What is expected
Please write out every line of the material below again, adding -121 to each coordinate in the answers and leaving all other text unchanged.

Data supplied
··········

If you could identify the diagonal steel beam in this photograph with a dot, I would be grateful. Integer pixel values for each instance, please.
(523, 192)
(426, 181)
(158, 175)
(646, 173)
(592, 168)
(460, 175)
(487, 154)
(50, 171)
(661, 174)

··········

Task solution
If you could identify the diagonal steel beam in this photograph with a dot, I would be grateful. Integer pixel values for each instance, please.
(402, 71)
(305, 60)
(37, 54)
(525, 52)
(471, 47)
(339, 54)
(366, 33)
(-71, 50)
(540, 53)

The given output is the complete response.